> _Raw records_
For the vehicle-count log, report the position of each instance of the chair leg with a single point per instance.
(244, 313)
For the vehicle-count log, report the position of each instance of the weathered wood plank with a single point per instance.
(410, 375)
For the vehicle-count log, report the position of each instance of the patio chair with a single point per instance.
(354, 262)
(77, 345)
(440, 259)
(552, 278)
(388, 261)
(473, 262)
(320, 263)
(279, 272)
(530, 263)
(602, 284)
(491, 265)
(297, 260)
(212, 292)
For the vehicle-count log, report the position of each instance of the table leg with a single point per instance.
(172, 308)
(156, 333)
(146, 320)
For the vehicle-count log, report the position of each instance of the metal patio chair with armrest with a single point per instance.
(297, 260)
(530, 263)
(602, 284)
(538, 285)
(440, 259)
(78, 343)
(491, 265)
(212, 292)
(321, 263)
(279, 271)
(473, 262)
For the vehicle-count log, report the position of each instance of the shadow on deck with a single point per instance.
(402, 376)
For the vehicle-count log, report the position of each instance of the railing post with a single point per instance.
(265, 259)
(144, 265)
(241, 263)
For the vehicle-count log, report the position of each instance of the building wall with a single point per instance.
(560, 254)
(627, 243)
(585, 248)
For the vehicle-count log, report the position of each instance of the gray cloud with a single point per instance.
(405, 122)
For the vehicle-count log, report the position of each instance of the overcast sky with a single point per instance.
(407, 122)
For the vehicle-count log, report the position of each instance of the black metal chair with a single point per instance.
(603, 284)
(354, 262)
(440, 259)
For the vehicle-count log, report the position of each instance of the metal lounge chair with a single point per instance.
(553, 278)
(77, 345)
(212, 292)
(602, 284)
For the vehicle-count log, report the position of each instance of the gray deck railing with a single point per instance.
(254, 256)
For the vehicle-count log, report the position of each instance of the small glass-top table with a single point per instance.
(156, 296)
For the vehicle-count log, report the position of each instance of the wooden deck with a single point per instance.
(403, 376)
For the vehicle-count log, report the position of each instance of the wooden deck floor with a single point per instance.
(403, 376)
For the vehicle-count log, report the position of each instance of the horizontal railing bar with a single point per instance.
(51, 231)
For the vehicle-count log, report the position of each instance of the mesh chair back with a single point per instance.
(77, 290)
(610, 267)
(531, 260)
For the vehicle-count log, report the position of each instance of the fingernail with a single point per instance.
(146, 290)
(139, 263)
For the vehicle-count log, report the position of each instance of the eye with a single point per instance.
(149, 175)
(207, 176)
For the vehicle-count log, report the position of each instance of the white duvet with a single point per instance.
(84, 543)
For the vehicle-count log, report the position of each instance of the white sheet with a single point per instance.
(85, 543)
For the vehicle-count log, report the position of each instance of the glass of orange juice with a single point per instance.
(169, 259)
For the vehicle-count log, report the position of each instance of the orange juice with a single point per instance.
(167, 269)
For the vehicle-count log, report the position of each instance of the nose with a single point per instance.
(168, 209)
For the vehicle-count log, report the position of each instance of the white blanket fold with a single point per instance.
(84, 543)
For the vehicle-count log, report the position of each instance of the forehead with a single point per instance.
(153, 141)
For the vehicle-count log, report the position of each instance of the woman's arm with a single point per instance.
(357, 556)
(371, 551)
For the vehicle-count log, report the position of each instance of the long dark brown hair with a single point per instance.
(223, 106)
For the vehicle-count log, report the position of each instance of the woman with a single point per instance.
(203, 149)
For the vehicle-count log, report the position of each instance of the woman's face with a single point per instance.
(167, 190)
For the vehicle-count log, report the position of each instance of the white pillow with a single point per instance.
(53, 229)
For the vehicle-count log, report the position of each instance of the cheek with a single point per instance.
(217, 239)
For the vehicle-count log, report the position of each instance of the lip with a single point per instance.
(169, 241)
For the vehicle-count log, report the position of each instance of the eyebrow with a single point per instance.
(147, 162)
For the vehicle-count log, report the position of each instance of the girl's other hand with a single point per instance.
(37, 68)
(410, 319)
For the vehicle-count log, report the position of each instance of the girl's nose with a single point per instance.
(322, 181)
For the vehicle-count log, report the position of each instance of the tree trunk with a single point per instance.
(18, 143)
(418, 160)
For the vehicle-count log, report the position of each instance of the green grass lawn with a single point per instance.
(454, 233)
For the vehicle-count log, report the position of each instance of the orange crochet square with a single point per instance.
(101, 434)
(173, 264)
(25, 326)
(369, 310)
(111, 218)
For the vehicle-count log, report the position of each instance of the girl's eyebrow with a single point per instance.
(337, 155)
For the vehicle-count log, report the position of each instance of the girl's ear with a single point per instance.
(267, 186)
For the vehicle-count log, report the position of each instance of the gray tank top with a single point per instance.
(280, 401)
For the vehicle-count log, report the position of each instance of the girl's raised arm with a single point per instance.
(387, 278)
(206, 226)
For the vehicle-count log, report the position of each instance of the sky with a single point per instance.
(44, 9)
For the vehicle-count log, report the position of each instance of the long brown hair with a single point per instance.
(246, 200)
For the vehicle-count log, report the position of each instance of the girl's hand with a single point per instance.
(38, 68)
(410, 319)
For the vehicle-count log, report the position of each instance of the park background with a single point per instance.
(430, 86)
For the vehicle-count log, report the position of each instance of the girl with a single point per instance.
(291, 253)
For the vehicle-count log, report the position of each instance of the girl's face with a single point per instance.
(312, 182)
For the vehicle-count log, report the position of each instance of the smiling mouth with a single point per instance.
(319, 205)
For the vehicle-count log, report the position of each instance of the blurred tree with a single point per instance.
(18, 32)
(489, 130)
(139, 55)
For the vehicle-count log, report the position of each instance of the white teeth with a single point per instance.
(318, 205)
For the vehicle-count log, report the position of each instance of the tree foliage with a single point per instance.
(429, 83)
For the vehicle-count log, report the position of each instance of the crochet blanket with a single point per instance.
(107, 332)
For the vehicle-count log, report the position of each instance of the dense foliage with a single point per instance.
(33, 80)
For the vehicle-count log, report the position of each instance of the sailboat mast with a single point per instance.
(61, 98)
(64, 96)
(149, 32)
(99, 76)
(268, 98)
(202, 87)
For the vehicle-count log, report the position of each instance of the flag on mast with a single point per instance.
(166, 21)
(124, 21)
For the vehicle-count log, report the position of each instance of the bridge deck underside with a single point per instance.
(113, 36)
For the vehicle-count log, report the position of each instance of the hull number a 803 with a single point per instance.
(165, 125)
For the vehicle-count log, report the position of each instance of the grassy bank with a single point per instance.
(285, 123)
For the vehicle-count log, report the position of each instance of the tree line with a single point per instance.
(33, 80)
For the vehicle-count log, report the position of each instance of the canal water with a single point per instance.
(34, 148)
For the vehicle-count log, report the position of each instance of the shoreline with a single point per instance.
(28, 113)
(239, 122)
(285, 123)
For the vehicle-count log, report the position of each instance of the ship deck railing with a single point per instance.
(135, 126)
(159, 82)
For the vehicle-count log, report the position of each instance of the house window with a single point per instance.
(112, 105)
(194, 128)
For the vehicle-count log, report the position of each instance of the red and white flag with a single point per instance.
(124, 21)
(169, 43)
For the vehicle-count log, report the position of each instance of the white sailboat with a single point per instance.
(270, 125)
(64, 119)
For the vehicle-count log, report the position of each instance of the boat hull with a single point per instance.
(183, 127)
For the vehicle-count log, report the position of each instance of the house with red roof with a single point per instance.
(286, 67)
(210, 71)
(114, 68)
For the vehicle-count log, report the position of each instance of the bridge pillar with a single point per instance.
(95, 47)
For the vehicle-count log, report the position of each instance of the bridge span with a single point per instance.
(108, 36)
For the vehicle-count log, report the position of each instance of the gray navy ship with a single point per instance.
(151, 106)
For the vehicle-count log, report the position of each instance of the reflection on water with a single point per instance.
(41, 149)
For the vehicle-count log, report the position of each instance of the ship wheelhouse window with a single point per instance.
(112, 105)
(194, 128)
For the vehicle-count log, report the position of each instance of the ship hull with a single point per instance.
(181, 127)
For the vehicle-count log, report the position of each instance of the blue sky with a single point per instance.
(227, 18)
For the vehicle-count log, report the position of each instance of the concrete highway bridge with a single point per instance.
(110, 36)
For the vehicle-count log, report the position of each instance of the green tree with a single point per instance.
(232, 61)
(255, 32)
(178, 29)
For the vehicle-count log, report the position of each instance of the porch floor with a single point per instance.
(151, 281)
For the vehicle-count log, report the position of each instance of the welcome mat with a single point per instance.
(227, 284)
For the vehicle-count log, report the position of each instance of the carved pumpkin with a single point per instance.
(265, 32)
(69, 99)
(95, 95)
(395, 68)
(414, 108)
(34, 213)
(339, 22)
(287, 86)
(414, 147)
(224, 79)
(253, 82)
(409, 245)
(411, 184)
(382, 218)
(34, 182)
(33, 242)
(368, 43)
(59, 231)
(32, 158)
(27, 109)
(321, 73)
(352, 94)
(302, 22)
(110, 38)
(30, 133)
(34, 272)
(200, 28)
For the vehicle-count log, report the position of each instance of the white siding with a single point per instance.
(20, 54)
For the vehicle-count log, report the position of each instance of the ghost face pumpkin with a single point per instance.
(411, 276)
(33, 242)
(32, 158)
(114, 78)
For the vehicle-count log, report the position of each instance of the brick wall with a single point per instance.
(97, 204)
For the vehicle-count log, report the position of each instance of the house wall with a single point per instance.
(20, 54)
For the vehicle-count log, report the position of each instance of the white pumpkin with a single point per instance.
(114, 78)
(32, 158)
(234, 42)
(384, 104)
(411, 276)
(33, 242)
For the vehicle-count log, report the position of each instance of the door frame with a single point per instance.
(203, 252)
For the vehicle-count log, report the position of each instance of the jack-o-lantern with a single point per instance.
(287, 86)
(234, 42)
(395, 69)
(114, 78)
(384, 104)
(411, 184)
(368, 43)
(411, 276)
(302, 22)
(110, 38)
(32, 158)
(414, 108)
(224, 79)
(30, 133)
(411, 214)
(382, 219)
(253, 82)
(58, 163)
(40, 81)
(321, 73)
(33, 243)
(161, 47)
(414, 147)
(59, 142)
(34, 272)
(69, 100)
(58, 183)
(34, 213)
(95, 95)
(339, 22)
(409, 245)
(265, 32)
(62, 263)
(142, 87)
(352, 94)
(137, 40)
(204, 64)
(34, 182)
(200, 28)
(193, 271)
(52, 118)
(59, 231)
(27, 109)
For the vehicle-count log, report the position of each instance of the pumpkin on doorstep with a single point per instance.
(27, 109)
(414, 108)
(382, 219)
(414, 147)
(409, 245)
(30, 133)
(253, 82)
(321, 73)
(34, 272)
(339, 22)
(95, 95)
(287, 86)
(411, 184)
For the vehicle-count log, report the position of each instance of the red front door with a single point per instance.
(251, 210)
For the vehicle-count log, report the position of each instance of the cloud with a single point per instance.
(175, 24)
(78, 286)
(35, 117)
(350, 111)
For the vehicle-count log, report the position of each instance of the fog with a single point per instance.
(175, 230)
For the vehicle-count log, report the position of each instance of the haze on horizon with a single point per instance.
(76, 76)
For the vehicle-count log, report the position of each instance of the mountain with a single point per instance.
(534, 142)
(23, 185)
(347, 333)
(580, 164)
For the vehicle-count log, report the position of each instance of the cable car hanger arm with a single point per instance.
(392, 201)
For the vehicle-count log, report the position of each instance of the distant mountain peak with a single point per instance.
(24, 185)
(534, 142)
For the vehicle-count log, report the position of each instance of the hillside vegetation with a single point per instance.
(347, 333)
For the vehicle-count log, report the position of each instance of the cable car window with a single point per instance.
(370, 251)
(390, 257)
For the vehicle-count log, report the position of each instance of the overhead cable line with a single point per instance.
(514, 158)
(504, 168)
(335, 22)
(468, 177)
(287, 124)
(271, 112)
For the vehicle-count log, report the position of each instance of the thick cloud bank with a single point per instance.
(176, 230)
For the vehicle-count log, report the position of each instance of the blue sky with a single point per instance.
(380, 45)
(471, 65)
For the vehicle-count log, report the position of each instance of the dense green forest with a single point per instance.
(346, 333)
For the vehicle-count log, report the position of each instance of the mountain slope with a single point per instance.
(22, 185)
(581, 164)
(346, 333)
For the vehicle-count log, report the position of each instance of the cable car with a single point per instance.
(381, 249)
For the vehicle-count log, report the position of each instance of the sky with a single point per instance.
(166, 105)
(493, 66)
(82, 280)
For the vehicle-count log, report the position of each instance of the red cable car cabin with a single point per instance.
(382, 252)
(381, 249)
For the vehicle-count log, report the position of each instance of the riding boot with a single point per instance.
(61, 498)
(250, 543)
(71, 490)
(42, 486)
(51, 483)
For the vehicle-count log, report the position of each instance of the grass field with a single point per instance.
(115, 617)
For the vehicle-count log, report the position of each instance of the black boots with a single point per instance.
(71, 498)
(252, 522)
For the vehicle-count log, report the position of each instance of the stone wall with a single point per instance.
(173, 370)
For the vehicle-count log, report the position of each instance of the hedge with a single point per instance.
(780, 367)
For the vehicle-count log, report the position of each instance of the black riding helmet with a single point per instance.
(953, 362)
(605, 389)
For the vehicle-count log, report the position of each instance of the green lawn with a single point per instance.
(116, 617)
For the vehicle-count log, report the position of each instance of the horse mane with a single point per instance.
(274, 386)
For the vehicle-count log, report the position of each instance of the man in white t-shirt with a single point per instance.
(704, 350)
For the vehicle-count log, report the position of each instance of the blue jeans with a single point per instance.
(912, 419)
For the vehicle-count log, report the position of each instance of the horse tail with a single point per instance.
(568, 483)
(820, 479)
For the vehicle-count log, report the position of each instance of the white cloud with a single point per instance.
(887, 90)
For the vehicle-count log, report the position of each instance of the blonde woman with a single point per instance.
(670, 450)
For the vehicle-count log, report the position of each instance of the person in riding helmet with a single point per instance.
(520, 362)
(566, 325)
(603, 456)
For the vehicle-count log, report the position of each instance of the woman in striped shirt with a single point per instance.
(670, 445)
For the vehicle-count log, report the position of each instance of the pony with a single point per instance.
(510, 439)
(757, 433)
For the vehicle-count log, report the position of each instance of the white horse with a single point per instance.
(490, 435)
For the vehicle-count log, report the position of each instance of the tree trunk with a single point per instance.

> _Your task_
Exactly repeat the lines from the line that contains "of the person" to the end of the entries, both included, and leave out all other lines.

> _Task output_
For the vehicle-count log, report the position of each instance of the person in riding helmet with a single point per instance.
(520, 362)
(566, 325)
(603, 456)
For the vehicle-count log, report the position of each instance of the woman in striped shirt with a single point per instance.
(670, 445)
For the vehicle-count log, report the position of each instance of the pony with a single point per instance.
(510, 439)
(757, 433)
For the vehicle-count log, report the position of each instance of the white horse with a single point per instance.
(490, 435)
For the vehicle-count log, report the position of each instance of the tree trunk with a single point per instance.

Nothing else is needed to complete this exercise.